▸ **Description of the task**: Swap "Target" for "Object" in the lines starting at the line that contains "Wanted = one point per instance on the paddle shaft" and ending with the line that contains "x=623, y=267", leaving everything else unchanged. Give back only those lines.

▸ **Stored records**:
------------------------------------------------------------------------

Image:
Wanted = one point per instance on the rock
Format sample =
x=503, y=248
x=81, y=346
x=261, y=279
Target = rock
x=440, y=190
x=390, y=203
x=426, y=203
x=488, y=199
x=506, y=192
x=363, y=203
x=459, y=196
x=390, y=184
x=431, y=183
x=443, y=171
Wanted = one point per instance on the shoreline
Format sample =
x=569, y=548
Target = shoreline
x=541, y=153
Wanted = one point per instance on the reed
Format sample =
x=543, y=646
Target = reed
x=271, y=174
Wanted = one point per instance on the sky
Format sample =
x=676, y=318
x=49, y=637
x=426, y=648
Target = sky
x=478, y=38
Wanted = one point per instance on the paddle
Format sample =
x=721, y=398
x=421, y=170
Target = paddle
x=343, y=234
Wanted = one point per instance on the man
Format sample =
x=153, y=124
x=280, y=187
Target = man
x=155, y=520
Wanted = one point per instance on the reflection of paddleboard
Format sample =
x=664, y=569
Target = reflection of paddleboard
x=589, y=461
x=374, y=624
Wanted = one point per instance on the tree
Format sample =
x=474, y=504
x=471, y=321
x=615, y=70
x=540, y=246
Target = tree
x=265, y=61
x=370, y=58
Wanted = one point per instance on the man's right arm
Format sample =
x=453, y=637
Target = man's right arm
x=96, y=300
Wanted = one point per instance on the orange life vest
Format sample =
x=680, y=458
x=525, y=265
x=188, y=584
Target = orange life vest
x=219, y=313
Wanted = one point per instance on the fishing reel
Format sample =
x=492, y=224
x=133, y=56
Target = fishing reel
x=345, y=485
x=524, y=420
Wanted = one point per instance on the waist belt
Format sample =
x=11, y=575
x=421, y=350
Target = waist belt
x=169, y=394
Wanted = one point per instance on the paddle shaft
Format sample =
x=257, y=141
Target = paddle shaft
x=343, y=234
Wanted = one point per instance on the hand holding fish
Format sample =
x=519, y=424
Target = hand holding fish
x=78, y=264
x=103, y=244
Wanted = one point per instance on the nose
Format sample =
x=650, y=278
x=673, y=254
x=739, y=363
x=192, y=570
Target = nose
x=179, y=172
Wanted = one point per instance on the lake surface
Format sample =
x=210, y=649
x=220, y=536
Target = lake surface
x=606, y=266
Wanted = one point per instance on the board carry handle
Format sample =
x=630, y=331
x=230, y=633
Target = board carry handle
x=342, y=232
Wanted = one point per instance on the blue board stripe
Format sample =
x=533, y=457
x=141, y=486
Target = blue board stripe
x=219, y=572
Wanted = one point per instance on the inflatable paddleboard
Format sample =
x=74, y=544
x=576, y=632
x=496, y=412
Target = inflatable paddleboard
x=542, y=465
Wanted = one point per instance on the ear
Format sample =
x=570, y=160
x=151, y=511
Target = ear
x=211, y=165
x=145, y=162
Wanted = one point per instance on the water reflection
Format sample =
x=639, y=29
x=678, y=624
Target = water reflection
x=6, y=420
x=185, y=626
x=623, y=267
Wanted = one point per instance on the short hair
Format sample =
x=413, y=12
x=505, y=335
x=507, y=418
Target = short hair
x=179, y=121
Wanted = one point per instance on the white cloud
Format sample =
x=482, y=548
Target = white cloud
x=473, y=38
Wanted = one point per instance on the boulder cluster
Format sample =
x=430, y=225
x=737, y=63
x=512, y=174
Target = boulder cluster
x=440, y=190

------------------------------------------------------------------------

▸ **Response to this exercise**:
Wanted = one point per instance on the paddle shaft
Format sample =
x=257, y=141
Object = paddle shaft
x=343, y=234
Wanted = one point per instance on the hand holding fish
Format sample =
x=519, y=424
Object = hand holding fish
x=78, y=264
x=103, y=244
Wanted = one point per instance on the nose
Format sample =
x=650, y=278
x=673, y=254
x=739, y=363
x=192, y=570
Object = nose
x=179, y=172
Wanted = one point per instance on the lake surface
Format sample =
x=210, y=649
x=220, y=536
Object = lake surface
x=606, y=266
Wanted = one point per instance on the board carry handle
Format sample =
x=630, y=331
x=230, y=633
Object = board carry handle
x=342, y=232
Wanted = one point per instance on the blue board stripe
Format sample =
x=533, y=457
x=141, y=486
Object = blue board stripe
x=219, y=572
Wanted = one point per instance on the inflatable paddleboard
Format sample =
x=74, y=544
x=576, y=632
x=496, y=412
Object = inflatable paddleboard
x=542, y=465
Wanted = one point per instance on the ear
Format sample =
x=570, y=160
x=151, y=511
Object = ear
x=211, y=165
x=145, y=162
Wanted = one point per instance on the water reflection
Format sample =
x=639, y=29
x=678, y=624
Object = water reflection
x=6, y=420
x=185, y=626
x=623, y=267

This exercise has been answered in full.